----- Dataset rows
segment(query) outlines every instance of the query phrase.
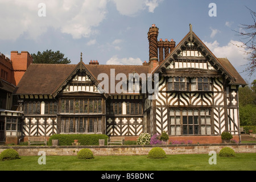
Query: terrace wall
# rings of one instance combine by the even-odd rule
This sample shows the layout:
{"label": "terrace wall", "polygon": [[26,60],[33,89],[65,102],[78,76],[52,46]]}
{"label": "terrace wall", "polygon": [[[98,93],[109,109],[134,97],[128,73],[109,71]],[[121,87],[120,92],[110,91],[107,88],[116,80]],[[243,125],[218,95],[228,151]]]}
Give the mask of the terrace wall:
{"label": "terrace wall", "polygon": [[20,156],[38,155],[39,151],[47,155],[76,155],[82,148],[89,148],[95,156],[148,155],[152,148],[160,147],[166,154],[208,154],[214,151],[217,154],[224,147],[228,147],[236,153],[255,153],[256,143],[241,144],[191,144],[179,145],[109,146],[0,146],[0,152],[7,148],[14,148]]}

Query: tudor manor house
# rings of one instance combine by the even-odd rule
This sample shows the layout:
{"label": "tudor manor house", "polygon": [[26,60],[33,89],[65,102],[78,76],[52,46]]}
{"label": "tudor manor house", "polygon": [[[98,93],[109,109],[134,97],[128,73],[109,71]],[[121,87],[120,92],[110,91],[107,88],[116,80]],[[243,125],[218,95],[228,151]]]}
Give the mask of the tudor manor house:
{"label": "tudor manor house", "polygon": [[[152,24],[149,59],[141,65],[86,64],[82,57],[77,64],[32,64],[27,51],[11,51],[10,59],[1,54],[0,141],[17,144],[31,136],[71,133],[135,140],[143,133],[164,131],[172,140],[194,143],[221,143],[224,131],[241,140],[238,91],[246,83],[189,27],[176,45],[173,39],[158,40],[159,28]],[[158,73],[155,99],[142,93],[148,80],[142,78],[133,81],[139,82],[136,90],[100,92],[99,75],[110,78],[114,69],[115,76],[127,78]]]}

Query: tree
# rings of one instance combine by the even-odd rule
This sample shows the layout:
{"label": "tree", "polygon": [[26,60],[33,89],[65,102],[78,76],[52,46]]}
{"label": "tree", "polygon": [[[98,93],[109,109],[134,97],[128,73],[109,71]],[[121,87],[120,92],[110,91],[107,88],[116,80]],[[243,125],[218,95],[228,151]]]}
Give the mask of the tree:
{"label": "tree", "polygon": [[249,55],[249,57],[246,59],[249,61],[249,63],[247,65],[247,68],[245,72],[247,72],[249,76],[251,76],[255,72],[256,69],[256,43],[255,42],[256,35],[256,22],[255,18],[256,18],[256,13],[249,8],[247,9],[250,11],[254,24],[242,24],[242,26],[240,27],[242,28],[241,30],[242,31],[240,32],[235,31],[238,33],[238,35],[242,36],[243,39],[245,39],[245,41],[242,42],[242,46],[237,46],[238,47],[243,48],[245,53]]}
{"label": "tree", "polygon": [[71,63],[70,59],[67,57],[64,58],[64,55],[59,51],[53,52],[51,49],[47,49],[41,53],[32,53],[33,63],[35,64],[69,64]]}
{"label": "tree", "polygon": [[241,126],[256,125],[256,80],[251,87],[239,88],[239,115]]}
{"label": "tree", "polygon": [[256,104],[256,92],[248,85],[239,88],[239,106],[245,106],[249,104]]}

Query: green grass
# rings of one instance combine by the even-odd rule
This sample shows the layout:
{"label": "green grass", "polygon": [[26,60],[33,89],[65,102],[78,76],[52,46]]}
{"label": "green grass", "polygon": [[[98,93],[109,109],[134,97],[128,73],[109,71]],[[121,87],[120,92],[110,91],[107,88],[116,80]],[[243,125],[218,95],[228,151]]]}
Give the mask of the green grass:
{"label": "green grass", "polygon": [[39,165],[40,156],[0,162],[0,171],[226,171],[256,170],[256,153],[236,154],[233,158],[217,155],[217,164],[210,165],[208,154],[169,155],[151,159],[142,156],[96,156],[90,160],[77,156],[46,156],[46,164]]}

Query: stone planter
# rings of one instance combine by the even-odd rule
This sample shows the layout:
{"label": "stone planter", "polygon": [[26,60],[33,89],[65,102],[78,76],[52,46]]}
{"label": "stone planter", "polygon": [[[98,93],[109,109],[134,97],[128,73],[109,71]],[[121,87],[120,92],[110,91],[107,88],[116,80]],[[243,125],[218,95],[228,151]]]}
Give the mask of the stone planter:
{"label": "stone planter", "polygon": [[52,145],[57,146],[59,145],[59,140],[52,140]]}
{"label": "stone planter", "polygon": [[105,139],[98,139],[98,144],[100,146],[105,146]]}
{"label": "stone planter", "polygon": [[74,140],[74,143],[77,143],[78,140]]}
{"label": "stone planter", "polygon": [[222,143],[230,143],[230,139],[222,139],[221,141],[222,142]]}

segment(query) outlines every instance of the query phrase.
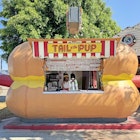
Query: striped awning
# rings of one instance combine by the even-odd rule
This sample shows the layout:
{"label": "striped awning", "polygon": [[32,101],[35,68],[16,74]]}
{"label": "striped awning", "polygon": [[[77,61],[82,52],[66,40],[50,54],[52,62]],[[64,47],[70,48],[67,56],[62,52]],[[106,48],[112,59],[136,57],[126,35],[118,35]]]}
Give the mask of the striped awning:
{"label": "striped awning", "polygon": [[120,38],[28,39],[33,56],[39,58],[107,58],[114,56]]}

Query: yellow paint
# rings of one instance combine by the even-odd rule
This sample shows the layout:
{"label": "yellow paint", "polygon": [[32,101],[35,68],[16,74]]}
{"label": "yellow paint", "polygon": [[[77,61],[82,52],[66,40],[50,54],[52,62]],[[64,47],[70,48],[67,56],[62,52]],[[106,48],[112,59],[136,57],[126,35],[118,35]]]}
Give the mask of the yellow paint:
{"label": "yellow paint", "polygon": [[129,85],[131,87],[134,87],[135,85],[131,80],[122,80],[122,81],[104,81],[103,85],[112,85],[117,87],[125,87],[126,85]]}
{"label": "yellow paint", "polygon": [[28,80],[37,80],[37,81],[45,81],[45,76],[26,76],[26,77],[16,77],[10,75],[14,81],[28,81]]}
{"label": "yellow paint", "polygon": [[116,81],[116,80],[131,80],[133,78],[133,74],[122,73],[119,75],[103,75],[102,81]]}
{"label": "yellow paint", "polygon": [[100,53],[102,44],[96,43],[52,43],[48,44],[48,53]]}
{"label": "yellow paint", "polygon": [[17,89],[23,85],[28,86],[29,88],[44,87],[44,76],[11,77],[14,80],[11,85],[12,89]]}

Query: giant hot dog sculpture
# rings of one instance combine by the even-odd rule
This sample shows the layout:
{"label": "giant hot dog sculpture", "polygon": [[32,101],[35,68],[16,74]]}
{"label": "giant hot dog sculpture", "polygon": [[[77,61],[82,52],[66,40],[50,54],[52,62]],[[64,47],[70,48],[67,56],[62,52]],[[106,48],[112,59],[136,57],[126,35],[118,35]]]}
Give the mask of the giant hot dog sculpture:
{"label": "giant hot dog sculpture", "polygon": [[28,42],[17,46],[8,59],[13,83],[6,103],[24,118],[126,118],[139,107],[139,92],[132,83],[138,66],[135,52],[126,45],[105,61],[104,93],[43,94],[43,60],[33,58]]}

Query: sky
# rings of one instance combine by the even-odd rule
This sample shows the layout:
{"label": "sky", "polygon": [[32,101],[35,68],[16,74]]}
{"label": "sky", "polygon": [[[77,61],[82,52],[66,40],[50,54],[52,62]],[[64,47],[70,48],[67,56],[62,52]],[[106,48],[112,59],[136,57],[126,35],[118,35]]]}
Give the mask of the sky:
{"label": "sky", "polygon": [[[116,21],[121,29],[133,27],[140,23],[140,0],[103,0],[106,7],[112,12],[112,20]],[[1,4],[1,0],[0,0]],[[0,11],[2,7],[0,6]],[[2,26],[0,25],[0,28]],[[0,54],[2,51],[0,50]],[[2,62],[2,69],[8,69],[7,64]]]}
{"label": "sky", "polygon": [[112,19],[121,29],[140,23],[140,0],[104,0],[111,8]]}

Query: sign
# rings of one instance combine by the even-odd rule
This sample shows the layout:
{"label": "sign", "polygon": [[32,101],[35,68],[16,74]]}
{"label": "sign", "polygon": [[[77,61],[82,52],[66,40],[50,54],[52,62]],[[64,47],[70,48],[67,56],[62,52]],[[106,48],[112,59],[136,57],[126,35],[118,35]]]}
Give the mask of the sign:
{"label": "sign", "polygon": [[100,59],[47,59],[48,71],[99,71]]}
{"label": "sign", "polygon": [[48,44],[48,53],[94,53],[101,52],[101,43]]}
{"label": "sign", "polygon": [[107,58],[116,54],[120,38],[28,39],[33,57],[50,59]]}

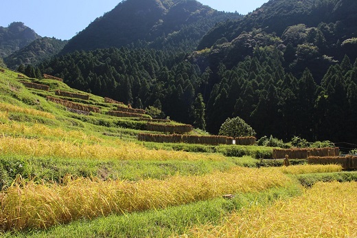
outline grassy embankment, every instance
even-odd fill
[[[303,194],[300,182],[357,177],[334,165],[251,168],[271,148],[139,142],[146,122],[106,115],[116,106],[102,98],[65,98],[101,109],[78,114],[45,97],[82,92],[50,80],[35,80],[49,91],[29,89],[16,77],[0,73],[3,237],[199,235],[207,226],[214,235],[230,214]]]

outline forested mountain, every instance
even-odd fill
[[[357,143],[355,16],[350,0],[274,0],[217,24],[191,54],[169,52],[168,45],[150,49],[147,41],[142,47],[75,51],[39,67],[71,87],[135,107],[155,105],[186,123],[195,125],[203,104],[194,102],[203,98],[205,129],[214,133],[240,116],[257,137]]]
[[[62,54],[128,45],[192,51],[216,23],[240,17],[195,0],[123,1],[71,39]]]
[[[13,22],[7,28],[0,26],[0,58],[5,58],[40,37],[22,22]]]
[[[4,61],[9,68],[13,69],[17,69],[21,64],[36,65],[58,54],[67,42],[55,38],[39,38],[8,56]]]

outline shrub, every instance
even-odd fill
[[[275,138],[273,136],[268,138],[266,136],[263,136],[257,142],[257,144],[261,147],[280,147],[287,149],[288,145],[285,144],[282,140]]]
[[[219,135],[229,137],[255,136],[255,131],[246,122],[240,117],[233,119],[228,118],[222,125]]]
[[[300,138],[298,136],[294,136],[291,138],[291,145],[297,148],[308,148],[310,147],[310,144],[306,139]]]

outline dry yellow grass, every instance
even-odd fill
[[[246,208],[195,237],[357,237],[357,182],[318,183],[301,197]]]
[[[314,173],[332,173],[342,171],[342,166],[340,164],[295,165],[279,167],[279,170],[284,173],[294,175]]]
[[[0,118],[1,113],[0,111]],[[100,142],[102,140],[91,135],[87,135],[80,131],[65,131],[60,128],[50,128],[41,124],[27,126],[24,123],[11,122],[0,124],[0,131],[10,135],[21,135],[26,137],[55,137],[56,140],[73,141],[80,140],[89,142]]]
[[[113,146],[86,142],[49,141],[10,136],[0,137],[0,153],[33,157],[54,156],[78,160],[216,160],[224,157],[218,154],[198,154],[183,151],[149,150],[133,142],[117,140]]]
[[[54,119],[55,117],[53,114],[51,114],[48,112],[41,111],[38,110],[24,108],[21,107],[18,107],[15,105],[12,105],[8,103],[0,102],[0,110],[3,111],[14,111],[14,112],[20,112],[23,113],[26,113],[32,116],[42,116],[44,118]]]
[[[9,113],[8,113],[8,111],[0,111],[0,119],[8,120],[9,119]]]
[[[20,181],[0,193],[0,230],[45,228],[82,218],[162,208],[291,182],[281,173],[247,168],[137,182],[79,178],[46,185]]]

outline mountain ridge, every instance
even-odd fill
----------
Beginning at the line containing "outline shrub, every instance", repeat each line exactly through the last line of the entries, and include no other lines.

outline shrub, every instance
even-odd fill
[[[275,138],[273,136],[268,138],[266,136],[263,136],[257,142],[257,144],[261,147],[280,147],[287,149],[288,145],[285,144],[282,140]]]
[[[219,135],[229,137],[255,136],[255,131],[246,122],[240,117],[233,119],[228,118],[222,125]]]
[[[300,138],[298,136],[294,136],[291,138],[291,145],[297,148],[308,148],[310,147],[310,144],[306,139]]]

outline dry yellow grass, every instance
even-odd fill
[[[246,208],[195,237],[357,237],[357,182],[318,183],[301,197]]]
[[[314,173],[332,173],[342,171],[342,166],[340,164],[295,165],[279,167],[279,170],[284,173],[294,175]]]
[[[0,118],[1,113],[0,111]],[[100,142],[102,140],[91,135],[87,135],[80,131],[65,131],[60,128],[50,128],[41,124],[27,126],[24,123],[11,122],[0,124],[0,131],[10,135],[21,135],[26,137],[55,137],[56,140],[73,141],[80,140],[89,142]]]
[[[113,146],[86,142],[49,141],[10,136],[0,137],[0,153],[33,157],[54,156],[78,160],[216,160],[224,157],[218,154],[198,154],[183,151],[149,150],[133,142],[117,140]]]
[[[54,119],[55,117],[53,114],[51,114],[48,112],[41,111],[38,110],[24,108],[21,107],[18,107],[15,105],[12,105],[8,103],[0,102],[0,110],[3,111],[14,111],[14,112],[20,112],[23,113],[26,113],[32,116],[42,116],[44,118]]]
[[[9,113],[8,113],[8,111],[0,111],[0,119],[8,120],[9,119]]]
[[[20,181],[0,193],[0,230],[45,228],[82,218],[162,208],[291,182],[281,173],[247,168],[137,182],[79,178],[46,185]]]

outline mountain ridge, every instance
even-odd fill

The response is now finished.